**Source extract:**
# # # # #
NORTH Craven people are being urged to get behind plans for a new integrated 'health and wellbeing' hub for Settle.
Possibly built on the site of the former Settle Middle School in Giggleswick, it would bring together a range of health services, provide new GP facilities and replace services lost following last week's closure of Castleberg Hospital.
It could also link up with Settle Swimming Pool for both hydrotherapy treatment and for the promotion of healthier lifestyles.
Settle councillor, Wendy Hull, said discussions had been taking place for several months between councillors, doctors from Townhead Surgery, health professionals, and others, including Skipton MP Julian Smith.
She said there was strong support for the plan to use the former Middle School site from North Yorkshire County Council, but that there was also a possible back up site at Greenfoot Car Park.
Cllr Hull said people needed to be realistic and not waste time and energy on trying to keep Castleberg Hospital open.
"This initiative aims to resolve a number of local on-going concerns and issues with a single comprehensive plan rather than a potential series of piecemeal and uneconomic solutions," she said.
# # # # #
**Task instructions:**
Resume the news report on the proposed health and wellbeing hub for Settle, starting after Cllr Hull's remark about a single comprehensive plan. The rows that come next are not needed for this work.
# # # # #
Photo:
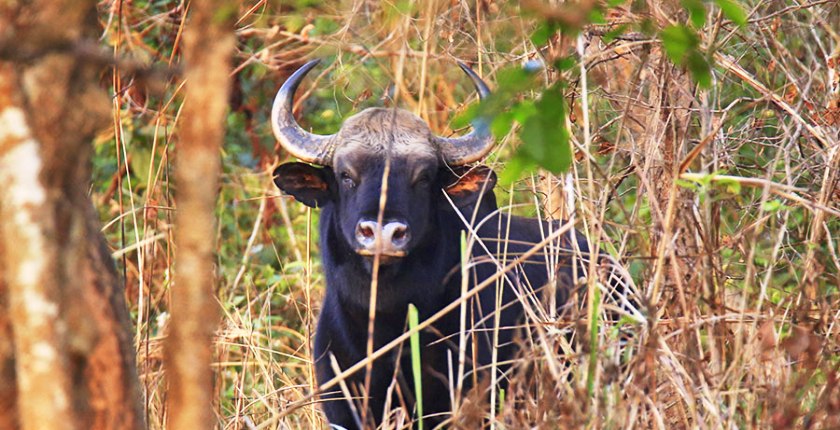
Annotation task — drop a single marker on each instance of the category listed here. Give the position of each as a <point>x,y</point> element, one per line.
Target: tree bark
<point>208,46</point>
<point>73,361</point>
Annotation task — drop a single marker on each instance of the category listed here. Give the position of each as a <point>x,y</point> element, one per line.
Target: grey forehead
<point>373,130</point>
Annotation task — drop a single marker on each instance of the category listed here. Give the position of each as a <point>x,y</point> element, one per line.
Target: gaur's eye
<point>348,180</point>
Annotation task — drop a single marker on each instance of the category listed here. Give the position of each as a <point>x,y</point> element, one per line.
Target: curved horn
<point>302,144</point>
<point>477,143</point>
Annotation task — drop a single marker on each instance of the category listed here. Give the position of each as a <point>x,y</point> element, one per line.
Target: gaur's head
<point>352,173</point>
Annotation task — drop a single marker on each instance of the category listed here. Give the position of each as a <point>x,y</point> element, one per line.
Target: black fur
<point>428,277</point>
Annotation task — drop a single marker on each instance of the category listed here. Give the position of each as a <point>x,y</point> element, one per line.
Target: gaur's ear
<point>467,186</point>
<point>309,185</point>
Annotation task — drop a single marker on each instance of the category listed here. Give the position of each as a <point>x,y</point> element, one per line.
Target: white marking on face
<point>374,130</point>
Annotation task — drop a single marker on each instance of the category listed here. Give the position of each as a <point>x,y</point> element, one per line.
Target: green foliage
<point>416,361</point>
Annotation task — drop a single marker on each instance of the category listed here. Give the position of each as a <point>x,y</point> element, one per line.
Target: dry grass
<point>737,274</point>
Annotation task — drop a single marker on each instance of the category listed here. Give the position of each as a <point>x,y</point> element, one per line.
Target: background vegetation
<point>701,142</point>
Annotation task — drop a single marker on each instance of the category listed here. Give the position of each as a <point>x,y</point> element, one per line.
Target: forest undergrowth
<point>695,142</point>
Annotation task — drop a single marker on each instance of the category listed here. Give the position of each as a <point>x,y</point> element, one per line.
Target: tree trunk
<point>208,46</point>
<point>70,344</point>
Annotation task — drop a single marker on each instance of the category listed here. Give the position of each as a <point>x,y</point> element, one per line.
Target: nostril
<point>399,235</point>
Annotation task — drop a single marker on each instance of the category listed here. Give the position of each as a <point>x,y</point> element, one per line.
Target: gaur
<point>429,188</point>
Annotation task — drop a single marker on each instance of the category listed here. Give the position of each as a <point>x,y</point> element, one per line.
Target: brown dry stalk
<point>208,45</point>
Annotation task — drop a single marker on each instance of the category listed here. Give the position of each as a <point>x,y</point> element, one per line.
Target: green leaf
<point>677,41</point>
<point>416,363</point>
<point>545,30</point>
<point>733,11</point>
<point>565,63</point>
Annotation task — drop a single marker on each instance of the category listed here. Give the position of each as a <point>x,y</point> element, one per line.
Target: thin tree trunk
<point>71,347</point>
<point>208,46</point>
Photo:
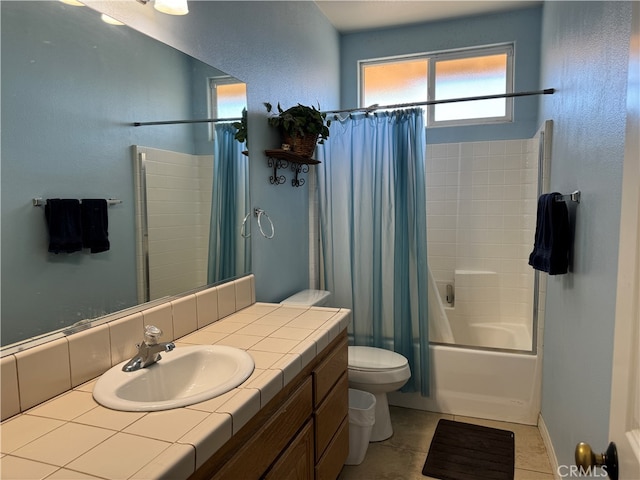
# # # # #
**Exercise result:**
The new centre would aim to prevent people from going into hospital and provide support for the frail elderly and increasing numbers suffering from dementia.
"Settle's GP practice urgently needs bigger premises to reflect increasing numbers and to extend range of their services to patients," she said.
"A range of local charities and businesses, focused on care and support for different populations, such as the elderly and disabled, could operate more effectively from an integrated hub enabling better co-ordination of volunteers."
The emerging Craven Local Plan includes the potential for at least 300 more homes in the Settle area and public consultation has identified concerns about the resulting pressure on GP services.
Also highlighted is the need for more sport and leisure facilities as part of national moves towards healthier living.
A single site solution would allow the co-location of relevant teams of professionals and volunteers to better provide “joined up” care and support, truly focused on the needs of each individual.
John Asher, is urging as many people as possible to attend a public meeting on Tuesday at the town's Victoria Hall.
"It is possible that the closure of Castleberg may enable us to see better facilities in North Craven, but this is far from guaranteed. I was speaking with a veteran of the campaign of 2008 who said that the big mistake which the community made after Castleberg was saved was to think that was the end of the story and forget about it," he said.
"There are many positive ideas now being worked on for the future, but they may need public involvement and support to make them happen."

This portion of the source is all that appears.